━━━ EXTRACTED RECORDS ━━━

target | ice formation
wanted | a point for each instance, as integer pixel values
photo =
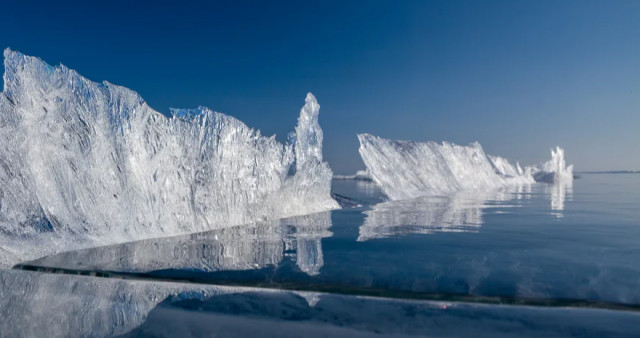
(94, 160)
(243, 247)
(406, 169)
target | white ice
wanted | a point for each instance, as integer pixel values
(82, 161)
(407, 169)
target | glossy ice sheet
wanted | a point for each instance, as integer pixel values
(539, 245)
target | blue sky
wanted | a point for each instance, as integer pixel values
(517, 76)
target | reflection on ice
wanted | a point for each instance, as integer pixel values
(244, 247)
(559, 191)
(459, 212)
(49, 305)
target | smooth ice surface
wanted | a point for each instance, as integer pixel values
(85, 163)
(76, 306)
(508, 246)
(406, 169)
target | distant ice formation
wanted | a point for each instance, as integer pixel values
(94, 160)
(406, 169)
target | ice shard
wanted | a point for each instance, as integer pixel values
(407, 169)
(93, 160)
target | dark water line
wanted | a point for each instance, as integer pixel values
(351, 291)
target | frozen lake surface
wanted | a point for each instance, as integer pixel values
(535, 260)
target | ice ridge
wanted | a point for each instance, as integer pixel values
(407, 169)
(94, 160)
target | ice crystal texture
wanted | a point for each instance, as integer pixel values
(406, 169)
(94, 160)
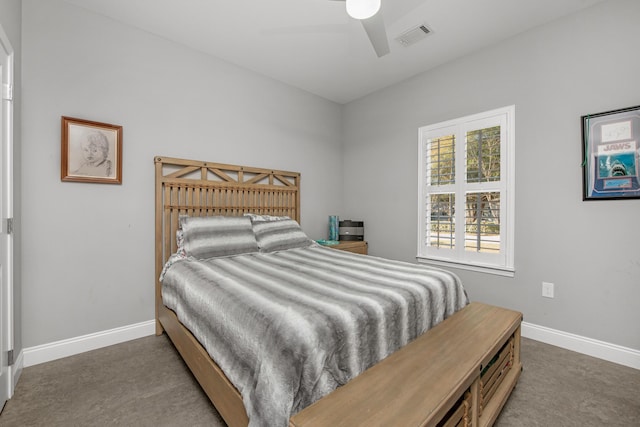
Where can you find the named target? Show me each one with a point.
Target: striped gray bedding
(288, 327)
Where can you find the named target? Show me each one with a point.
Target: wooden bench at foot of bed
(459, 373)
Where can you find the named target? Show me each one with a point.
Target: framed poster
(611, 154)
(91, 151)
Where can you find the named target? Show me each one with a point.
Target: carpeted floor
(145, 383)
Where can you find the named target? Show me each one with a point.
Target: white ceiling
(315, 46)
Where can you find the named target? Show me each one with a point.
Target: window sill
(480, 268)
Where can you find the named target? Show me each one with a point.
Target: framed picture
(91, 151)
(611, 154)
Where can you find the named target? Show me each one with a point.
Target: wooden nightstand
(352, 246)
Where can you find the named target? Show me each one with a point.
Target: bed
(192, 193)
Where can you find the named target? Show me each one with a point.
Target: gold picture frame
(91, 151)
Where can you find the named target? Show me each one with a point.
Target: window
(466, 200)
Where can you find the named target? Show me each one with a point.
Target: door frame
(6, 213)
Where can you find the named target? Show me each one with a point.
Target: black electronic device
(351, 230)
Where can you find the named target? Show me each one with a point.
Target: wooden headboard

━━━

■ **SET PROBLEM**: Transcribe the full listing character for character. Pictures are excluded.

■ **RESULT OF THIS EXERCISE**:
target | ice formation
wanted | a point for each instance, as integer pixel values
photo =
(94, 160)
(243, 247)
(406, 169)
target | white ice
wanted | a point for each instance, as integer pixel values
(82, 161)
(407, 169)
target | glossy ice sheet
wanted | a point for each instance, as integer pixel values
(539, 245)
target | blue sky
wanted | a point for each instance, as integer pixel values
(517, 76)
target | reflection on ice
wanted | a point for each instance, as integer pixel values
(244, 247)
(559, 191)
(459, 212)
(49, 305)
target | smooth ice surface
wanted | a point for each instance, as integer pixel values
(85, 163)
(76, 306)
(508, 246)
(406, 169)
target | distant ice formation
wanted | a point for each instance, as integer pixel values
(94, 160)
(406, 169)
target | ice shard
wanted | a point for each instance, as integer pixel values
(407, 169)
(93, 160)
target | dark water line
wanted | a point for each instance, as integer pixel values
(351, 291)
target | frozen lake surface
wanted | a point for each instance, as integer pixel values
(535, 260)
target | ice ridge
wanted | a point for each instance, as integer pixel values
(407, 169)
(94, 160)
target | ice crystal texture
wanted | a point for each instance, as integer pixel values
(406, 169)
(94, 160)
Where can you find the named target? Show me each one with a point.
Target: striped gray bedding
(288, 327)
Where can you find the named target? Show me each one with a point.
Target: wooden bench at foot of bed
(459, 373)
Where can you find the named target? Show me each one with a point.
Target: framed poster
(611, 154)
(91, 151)
Where can you find the named target? Show me each one with a point.
Target: carpeted floor
(145, 383)
Where can you find the named target? Show me each one with a point.
Target: white ceiling
(315, 46)
Where can you find the named target? Show me each one with a point.
Target: window sill
(480, 268)
Where can you find the named target? Show me each one with a point.
Target: framed picture
(91, 151)
(611, 154)
Where can you find the named target? Show me each one with a point.
Target: wooden nightstand
(352, 246)
Where can you find the named target? Show me each one with a point.
Target: bed
(192, 193)
Where can you find the named target? Show me each one with a point.
Target: gold picture frame
(91, 151)
Where can you find the named target? Show me each one with a point.
Target: window
(466, 200)
Where can you find the named target? Show me each one with a point.
Target: door frame
(6, 213)
Where can you find the named target? Show me each one with a point.
Target: black electronic device
(351, 230)
Where can you find the named target? Show me each one with a point.
Target: wooden headboard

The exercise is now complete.